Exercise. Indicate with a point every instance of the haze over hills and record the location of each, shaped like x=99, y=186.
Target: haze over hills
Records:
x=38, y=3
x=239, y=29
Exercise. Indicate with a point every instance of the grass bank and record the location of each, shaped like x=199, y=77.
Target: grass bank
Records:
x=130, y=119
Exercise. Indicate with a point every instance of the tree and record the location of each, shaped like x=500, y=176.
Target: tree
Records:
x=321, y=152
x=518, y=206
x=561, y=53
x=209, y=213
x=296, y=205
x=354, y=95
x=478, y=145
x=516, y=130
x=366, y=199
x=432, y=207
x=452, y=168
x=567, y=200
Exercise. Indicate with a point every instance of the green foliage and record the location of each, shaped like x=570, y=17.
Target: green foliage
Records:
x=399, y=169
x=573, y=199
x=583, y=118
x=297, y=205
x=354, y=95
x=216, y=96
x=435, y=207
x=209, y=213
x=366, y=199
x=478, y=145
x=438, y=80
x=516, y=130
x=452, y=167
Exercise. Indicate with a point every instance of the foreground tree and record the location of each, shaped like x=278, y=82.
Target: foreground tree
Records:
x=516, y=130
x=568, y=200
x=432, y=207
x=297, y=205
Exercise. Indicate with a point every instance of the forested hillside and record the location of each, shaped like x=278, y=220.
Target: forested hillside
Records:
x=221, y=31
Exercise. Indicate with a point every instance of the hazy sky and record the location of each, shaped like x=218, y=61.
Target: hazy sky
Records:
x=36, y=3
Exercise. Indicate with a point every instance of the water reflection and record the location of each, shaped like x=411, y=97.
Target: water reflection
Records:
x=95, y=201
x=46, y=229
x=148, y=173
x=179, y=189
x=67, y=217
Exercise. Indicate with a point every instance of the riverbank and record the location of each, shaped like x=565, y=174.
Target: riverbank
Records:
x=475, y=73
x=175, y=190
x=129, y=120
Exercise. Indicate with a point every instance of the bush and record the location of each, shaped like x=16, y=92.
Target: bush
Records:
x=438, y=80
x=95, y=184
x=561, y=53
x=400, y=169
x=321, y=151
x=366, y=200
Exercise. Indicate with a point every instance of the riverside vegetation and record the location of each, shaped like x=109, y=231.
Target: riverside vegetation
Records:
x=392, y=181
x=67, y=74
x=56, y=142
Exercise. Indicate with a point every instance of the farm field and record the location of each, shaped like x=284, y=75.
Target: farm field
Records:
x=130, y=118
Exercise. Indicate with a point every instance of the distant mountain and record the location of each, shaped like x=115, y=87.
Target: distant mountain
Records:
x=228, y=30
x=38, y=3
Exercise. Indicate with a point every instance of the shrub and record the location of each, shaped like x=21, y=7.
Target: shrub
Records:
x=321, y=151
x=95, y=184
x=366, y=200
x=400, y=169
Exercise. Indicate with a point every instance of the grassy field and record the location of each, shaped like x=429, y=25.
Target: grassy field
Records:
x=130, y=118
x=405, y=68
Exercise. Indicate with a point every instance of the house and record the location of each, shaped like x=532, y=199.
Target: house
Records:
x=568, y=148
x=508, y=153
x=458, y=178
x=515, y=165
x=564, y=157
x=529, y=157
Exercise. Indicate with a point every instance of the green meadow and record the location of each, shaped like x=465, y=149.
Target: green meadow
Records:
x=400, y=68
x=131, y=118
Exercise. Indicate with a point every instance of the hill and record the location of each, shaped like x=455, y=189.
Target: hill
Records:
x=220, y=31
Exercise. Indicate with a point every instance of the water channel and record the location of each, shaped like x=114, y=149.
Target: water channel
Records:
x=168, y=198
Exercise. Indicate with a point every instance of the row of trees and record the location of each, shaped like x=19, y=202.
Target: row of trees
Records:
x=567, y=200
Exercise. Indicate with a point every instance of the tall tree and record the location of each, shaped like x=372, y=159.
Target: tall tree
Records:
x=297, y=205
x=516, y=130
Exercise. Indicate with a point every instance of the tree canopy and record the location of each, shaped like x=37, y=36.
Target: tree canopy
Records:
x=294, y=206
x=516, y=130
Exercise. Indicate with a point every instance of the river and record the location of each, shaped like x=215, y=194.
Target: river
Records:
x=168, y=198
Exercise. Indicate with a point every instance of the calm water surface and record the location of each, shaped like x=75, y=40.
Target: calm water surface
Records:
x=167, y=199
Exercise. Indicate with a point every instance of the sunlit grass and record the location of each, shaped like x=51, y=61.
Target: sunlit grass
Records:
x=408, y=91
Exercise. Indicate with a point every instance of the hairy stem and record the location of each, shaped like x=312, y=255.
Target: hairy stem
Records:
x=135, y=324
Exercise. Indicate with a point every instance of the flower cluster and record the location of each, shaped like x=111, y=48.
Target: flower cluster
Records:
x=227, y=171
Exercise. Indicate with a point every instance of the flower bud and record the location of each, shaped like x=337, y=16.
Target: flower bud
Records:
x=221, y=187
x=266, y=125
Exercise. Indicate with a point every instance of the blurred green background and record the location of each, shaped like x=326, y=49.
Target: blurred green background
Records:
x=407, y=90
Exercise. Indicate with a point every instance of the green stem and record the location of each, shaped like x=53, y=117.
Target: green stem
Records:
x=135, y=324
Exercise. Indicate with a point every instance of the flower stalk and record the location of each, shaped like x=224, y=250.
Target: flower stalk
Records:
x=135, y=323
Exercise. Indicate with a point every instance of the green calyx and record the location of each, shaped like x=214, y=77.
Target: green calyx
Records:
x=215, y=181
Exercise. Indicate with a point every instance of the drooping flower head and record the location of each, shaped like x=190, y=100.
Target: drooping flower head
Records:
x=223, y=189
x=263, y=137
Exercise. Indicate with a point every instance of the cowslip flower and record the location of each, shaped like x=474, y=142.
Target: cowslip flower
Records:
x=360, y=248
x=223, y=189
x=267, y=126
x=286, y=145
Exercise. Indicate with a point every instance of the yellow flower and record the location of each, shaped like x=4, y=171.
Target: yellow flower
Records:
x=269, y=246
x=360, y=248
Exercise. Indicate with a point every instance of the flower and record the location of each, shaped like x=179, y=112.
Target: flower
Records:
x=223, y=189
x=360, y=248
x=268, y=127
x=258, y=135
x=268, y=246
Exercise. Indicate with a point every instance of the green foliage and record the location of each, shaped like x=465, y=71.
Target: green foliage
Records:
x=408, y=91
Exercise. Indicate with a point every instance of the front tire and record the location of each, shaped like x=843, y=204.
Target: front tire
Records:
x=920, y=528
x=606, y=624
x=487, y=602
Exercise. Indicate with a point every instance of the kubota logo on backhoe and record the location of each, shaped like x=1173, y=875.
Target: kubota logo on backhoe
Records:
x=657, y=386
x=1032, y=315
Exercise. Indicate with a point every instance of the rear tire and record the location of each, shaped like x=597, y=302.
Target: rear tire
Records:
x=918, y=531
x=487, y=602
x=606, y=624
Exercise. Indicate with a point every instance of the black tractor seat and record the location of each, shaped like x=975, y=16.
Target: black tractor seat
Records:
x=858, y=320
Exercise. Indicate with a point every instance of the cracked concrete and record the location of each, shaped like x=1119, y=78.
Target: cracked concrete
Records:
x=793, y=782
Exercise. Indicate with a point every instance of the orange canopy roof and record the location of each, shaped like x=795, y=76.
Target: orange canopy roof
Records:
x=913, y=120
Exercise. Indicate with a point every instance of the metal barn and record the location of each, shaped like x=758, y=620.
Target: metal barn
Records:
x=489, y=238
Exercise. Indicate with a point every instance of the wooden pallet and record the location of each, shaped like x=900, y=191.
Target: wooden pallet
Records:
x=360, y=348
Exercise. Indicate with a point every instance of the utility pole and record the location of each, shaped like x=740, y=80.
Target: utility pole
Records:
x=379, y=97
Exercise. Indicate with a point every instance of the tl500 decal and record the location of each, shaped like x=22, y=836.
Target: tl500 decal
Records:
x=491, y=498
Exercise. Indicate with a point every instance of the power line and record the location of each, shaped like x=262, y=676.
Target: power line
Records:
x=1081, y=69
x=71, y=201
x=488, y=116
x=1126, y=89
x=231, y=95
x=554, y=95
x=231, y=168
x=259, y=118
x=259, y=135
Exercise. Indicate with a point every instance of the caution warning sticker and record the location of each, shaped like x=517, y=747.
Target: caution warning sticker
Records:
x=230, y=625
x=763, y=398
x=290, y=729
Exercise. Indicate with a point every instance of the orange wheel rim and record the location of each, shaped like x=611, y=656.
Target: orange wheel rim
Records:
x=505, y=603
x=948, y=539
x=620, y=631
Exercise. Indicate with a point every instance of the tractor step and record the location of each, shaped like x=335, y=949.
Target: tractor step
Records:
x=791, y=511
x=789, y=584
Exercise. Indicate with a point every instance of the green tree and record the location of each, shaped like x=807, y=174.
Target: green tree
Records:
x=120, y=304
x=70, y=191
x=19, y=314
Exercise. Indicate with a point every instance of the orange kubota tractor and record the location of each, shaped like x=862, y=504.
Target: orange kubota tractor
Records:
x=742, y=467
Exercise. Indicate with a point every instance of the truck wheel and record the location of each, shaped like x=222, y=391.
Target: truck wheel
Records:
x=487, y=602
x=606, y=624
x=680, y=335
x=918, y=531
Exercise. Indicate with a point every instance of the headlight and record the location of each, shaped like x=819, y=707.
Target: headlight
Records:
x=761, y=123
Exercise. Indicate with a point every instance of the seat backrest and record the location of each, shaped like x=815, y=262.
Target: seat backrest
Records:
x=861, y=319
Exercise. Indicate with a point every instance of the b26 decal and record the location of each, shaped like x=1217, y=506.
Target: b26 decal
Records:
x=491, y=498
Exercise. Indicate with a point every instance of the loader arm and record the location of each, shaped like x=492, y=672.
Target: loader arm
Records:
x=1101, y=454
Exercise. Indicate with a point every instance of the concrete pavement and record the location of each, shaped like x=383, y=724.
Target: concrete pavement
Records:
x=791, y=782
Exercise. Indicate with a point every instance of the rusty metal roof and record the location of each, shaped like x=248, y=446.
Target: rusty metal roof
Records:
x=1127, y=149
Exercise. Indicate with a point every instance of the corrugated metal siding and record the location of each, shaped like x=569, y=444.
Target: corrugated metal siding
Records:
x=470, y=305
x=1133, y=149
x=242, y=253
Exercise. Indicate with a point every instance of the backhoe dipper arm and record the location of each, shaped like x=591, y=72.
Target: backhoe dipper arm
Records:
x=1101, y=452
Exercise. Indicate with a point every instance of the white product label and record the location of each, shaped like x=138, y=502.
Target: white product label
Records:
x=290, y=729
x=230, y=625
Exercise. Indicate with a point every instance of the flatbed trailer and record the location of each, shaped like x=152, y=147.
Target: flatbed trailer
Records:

▶ ASSIGNMENT: Restate, word for word and with nothing added, the lines from the first line of the listing through the one where "Target: riverbank" stands.

▶ RESULT BELOW:
Exercise. Indicate with a point every instance of the haze over hills and record the location of each, shaped like x=99, y=186.
Target: haze over hills
Records:
x=38, y=3
x=239, y=29
Exercise. Indicate with a point every instance of the grass bank and record the location of each, shaped like x=199, y=77.
Target: grass bank
Records:
x=130, y=119
Exercise. Indicate with a point every instance of the tree and record the location of each, shaped like x=500, y=176.
Target: tree
Records:
x=321, y=152
x=518, y=206
x=561, y=53
x=209, y=213
x=296, y=205
x=354, y=95
x=478, y=145
x=516, y=130
x=366, y=199
x=432, y=207
x=452, y=168
x=567, y=200
Exercise. Indicate with a point every instance of the green foliage and record the location of each, shaped like x=570, y=17.
Target: green foliage
Records:
x=399, y=169
x=573, y=199
x=583, y=118
x=297, y=205
x=354, y=95
x=216, y=96
x=435, y=207
x=209, y=213
x=366, y=199
x=478, y=145
x=438, y=80
x=516, y=130
x=452, y=167
Exercise. Indicate with a point every instance of the foreground tree and record the location of each, shaped like x=278, y=82.
Target: foreground tree
Records:
x=516, y=130
x=568, y=200
x=432, y=207
x=297, y=205
Exercise. Indicate with a point every instance of the forested hillside and record the location of each, shaped like x=278, y=220.
Target: forested hillside
Records:
x=221, y=31
Exercise. Indicate with a point every instance of the hazy sky and record the location of each, shaped like x=218, y=61.
Target: hazy sky
Records:
x=36, y=3
Exercise. Indicate with a point every instance of the water reflection and record the location of each, shaped like x=411, y=97.
Target: water reflection
Records:
x=95, y=201
x=46, y=229
x=148, y=173
x=179, y=189
x=67, y=217
Exercise. Indicate with a point every instance of the riverbank and record the location of each, shaped like x=565, y=174.
Target: riverbank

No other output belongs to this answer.